Task instructions: Resume the passage on the OAFP's task force nomination of Dr. McMaster, picking up after its final sentence.

Exercise passage:

================

On January 8, the Ohio Academy of Family Physicians nominated OAFP President Anna McMaster, MD, of Liberty Center, OH, for appointment to the Ohio Department of Higher Education (ODHE) Health Care Workforce Preparation Task Force, a group created by the last state budget bill to identify preliminary challenges facing the Ohio health care workforce. The identification of these challenges and corresponding recommendations to address them will form the foundation of a report issued to the Governor, the Speaker, and Minority Leader of the Ohio House of Representatives and the President and Minority leader of the Senate. The initial report is due in March 2020.
ODHE Chancellor Randy Gardner invited the OAFP to nominate a representative for consideration. Chancellor Gardner intends to continue convening members of the task force who wish to continue to work on securing Ohio’s health care workforce.
In nominating Dr. McMaster, the OAFP pointed out that robust evidence shows that health systems with a primary care orientation have superior patient outcomes, fewer inequities, and lower costs and as a result. Due to an aging, growing, and increasingly insured population, addressing both physician shortages and geographic maldistribution of primary care physicians on the both the state and federal levels is vitally important. The need for an 8% increase (681 additional primary care physicians) by 2030 is projected. The Graham Center for Public Policy Studies recommends that policymakers in Ohio should consider strategies to bolster the primary care pipeline including reimbursement reform, dedicated funding for primary care graduate medical education (GME), increased funding for primary care training, and medical school debt relief.

================

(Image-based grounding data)
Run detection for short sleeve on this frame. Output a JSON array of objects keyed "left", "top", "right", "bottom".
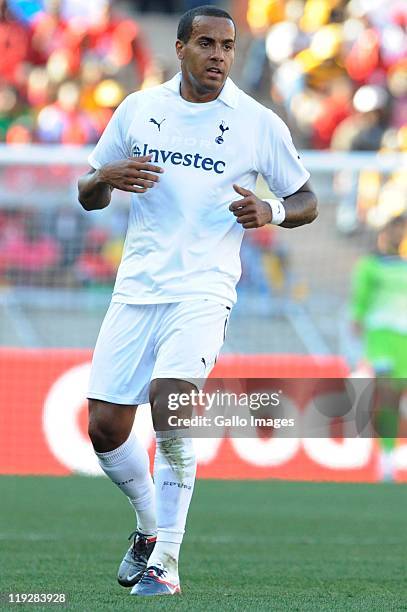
[
  {"left": 88, "top": 96, "right": 131, "bottom": 170},
  {"left": 256, "top": 109, "right": 310, "bottom": 198}
]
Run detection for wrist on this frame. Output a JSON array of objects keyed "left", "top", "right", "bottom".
[
  {"left": 95, "top": 166, "right": 110, "bottom": 187},
  {"left": 264, "top": 199, "right": 286, "bottom": 225}
]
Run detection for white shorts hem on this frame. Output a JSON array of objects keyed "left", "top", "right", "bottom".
[{"left": 86, "top": 391, "right": 149, "bottom": 406}]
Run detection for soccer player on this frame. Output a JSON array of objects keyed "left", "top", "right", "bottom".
[
  {"left": 351, "top": 215, "right": 407, "bottom": 480},
  {"left": 79, "top": 6, "right": 317, "bottom": 595}
]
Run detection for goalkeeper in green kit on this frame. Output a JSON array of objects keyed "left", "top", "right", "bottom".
[{"left": 351, "top": 215, "right": 407, "bottom": 480}]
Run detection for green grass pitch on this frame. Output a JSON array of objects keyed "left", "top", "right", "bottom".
[{"left": 0, "top": 477, "right": 407, "bottom": 612}]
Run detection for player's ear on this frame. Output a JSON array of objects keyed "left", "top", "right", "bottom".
[{"left": 175, "top": 40, "right": 184, "bottom": 60}]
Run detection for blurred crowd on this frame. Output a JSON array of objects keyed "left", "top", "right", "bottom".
[
  {"left": 244, "top": 0, "right": 407, "bottom": 150},
  {"left": 0, "top": 201, "right": 293, "bottom": 297},
  {"left": 0, "top": 206, "right": 127, "bottom": 287},
  {"left": 0, "top": 0, "right": 160, "bottom": 144}
]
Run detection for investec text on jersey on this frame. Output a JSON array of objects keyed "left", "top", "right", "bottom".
[{"left": 133, "top": 144, "right": 226, "bottom": 174}]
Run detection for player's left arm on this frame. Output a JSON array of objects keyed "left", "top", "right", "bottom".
[{"left": 229, "top": 181, "right": 318, "bottom": 229}]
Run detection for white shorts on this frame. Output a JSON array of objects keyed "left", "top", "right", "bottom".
[{"left": 88, "top": 300, "right": 230, "bottom": 404}]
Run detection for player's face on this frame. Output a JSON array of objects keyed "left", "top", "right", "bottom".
[{"left": 176, "top": 16, "right": 235, "bottom": 98}]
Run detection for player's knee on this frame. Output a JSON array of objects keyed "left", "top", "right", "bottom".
[{"left": 88, "top": 402, "right": 122, "bottom": 453}]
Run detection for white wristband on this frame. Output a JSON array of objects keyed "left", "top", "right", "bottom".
[{"left": 264, "top": 200, "right": 285, "bottom": 225}]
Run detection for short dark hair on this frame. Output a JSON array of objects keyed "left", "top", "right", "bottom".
[{"left": 177, "top": 4, "right": 236, "bottom": 43}]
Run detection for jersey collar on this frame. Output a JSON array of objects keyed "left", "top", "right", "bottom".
[{"left": 163, "top": 72, "right": 239, "bottom": 108}]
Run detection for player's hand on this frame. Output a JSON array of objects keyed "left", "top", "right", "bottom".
[
  {"left": 229, "top": 185, "right": 273, "bottom": 229},
  {"left": 99, "top": 155, "right": 164, "bottom": 193}
]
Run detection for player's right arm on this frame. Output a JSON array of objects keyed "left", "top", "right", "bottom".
[{"left": 78, "top": 155, "right": 163, "bottom": 210}]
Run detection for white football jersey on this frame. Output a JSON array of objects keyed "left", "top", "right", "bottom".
[{"left": 89, "top": 73, "right": 309, "bottom": 306}]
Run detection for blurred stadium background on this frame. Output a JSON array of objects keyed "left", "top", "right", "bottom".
[{"left": 0, "top": 0, "right": 407, "bottom": 480}]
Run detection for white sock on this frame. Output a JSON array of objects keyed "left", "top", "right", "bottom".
[
  {"left": 148, "top": 431, "right": 196, "bottom": 577},
  {"left": 96, "top": 434, "right": 157, "bottom": 536}
]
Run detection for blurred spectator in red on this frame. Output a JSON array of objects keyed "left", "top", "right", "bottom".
[
  {"left": 243, "top": 0, "right": 407, "bottom": 149},
  {"left": 88, "top": 2, "right": 152, "bottom": 86},
  {"left": 0, "top": 0, "right": 31, "bottom": 86},
  {"left": 37, "top": 81, "right": 98, "bottom": 145},
  {"left": 75, "top": 227, "right": 116, "bottom": 285},
  {"left": 0, "top": 0, "right": 155, "bottom": 144},
  {"left": 0, "top": 211, "right": 60, "bottom": 283}
]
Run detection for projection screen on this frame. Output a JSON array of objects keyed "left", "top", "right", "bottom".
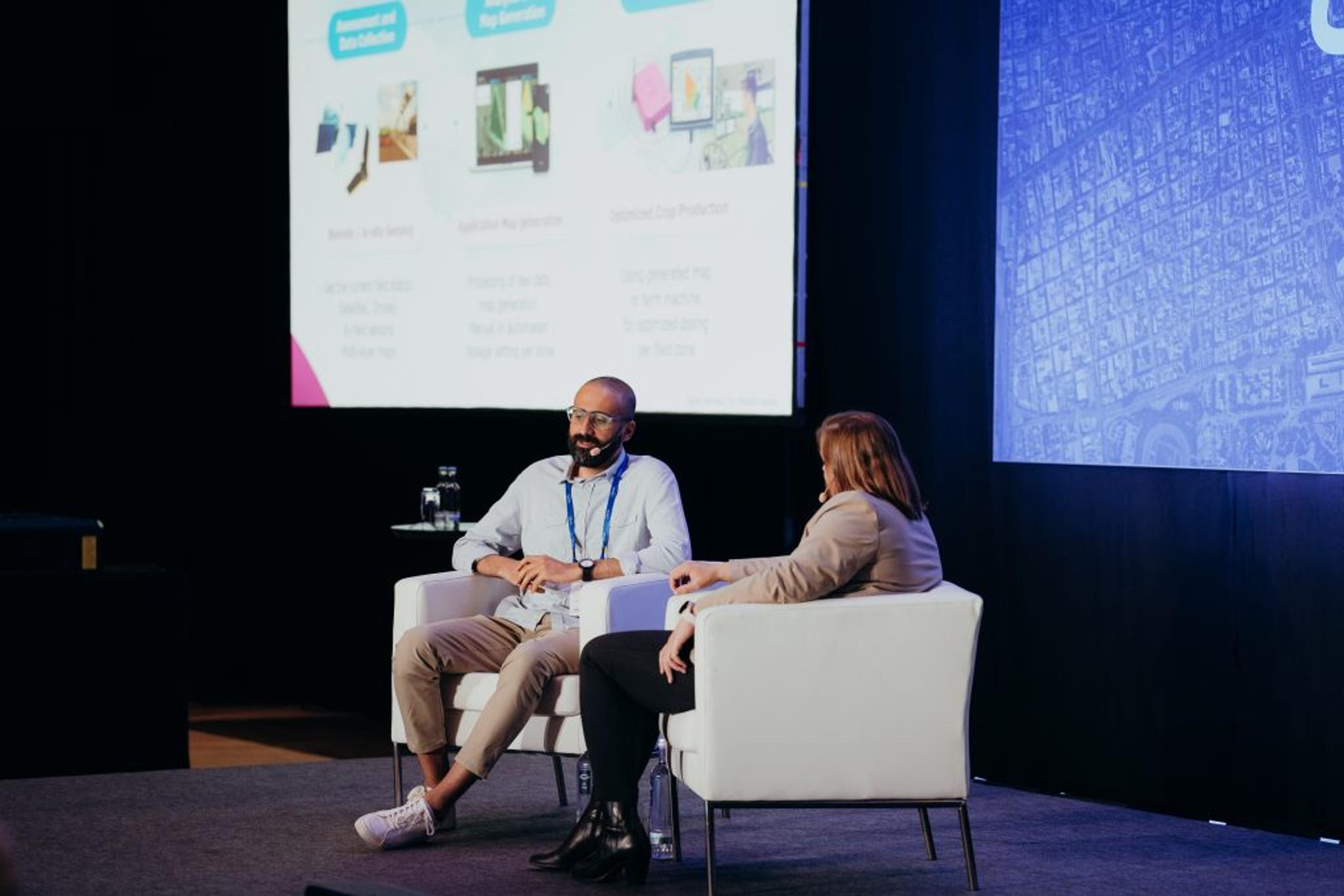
[
  {"left": 289, "top": 0, "right": 799, "bottom": 415},
  {"left": 995, "top": 0, "right": 1344, "bottom": 473}
]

================

Final answer:
Dr. McMaster has been practicing in her home county (Henry) for 20 years. She currently practices at Mercy Health – Henry County Family Physicians in Napoleon, OH.
Thanks for your ongoing work on primary care workforce, and specifically the need for more primary care physicians in Ohio. HRSA and HHS predict Ohio will be short 1200 primary care physicians by 2025. We can’t wait until then to address this pressing issue that is already affecting us today and adding to the reason that our state health ranking has been so low for years (39-40th worst health for the last 4 years running).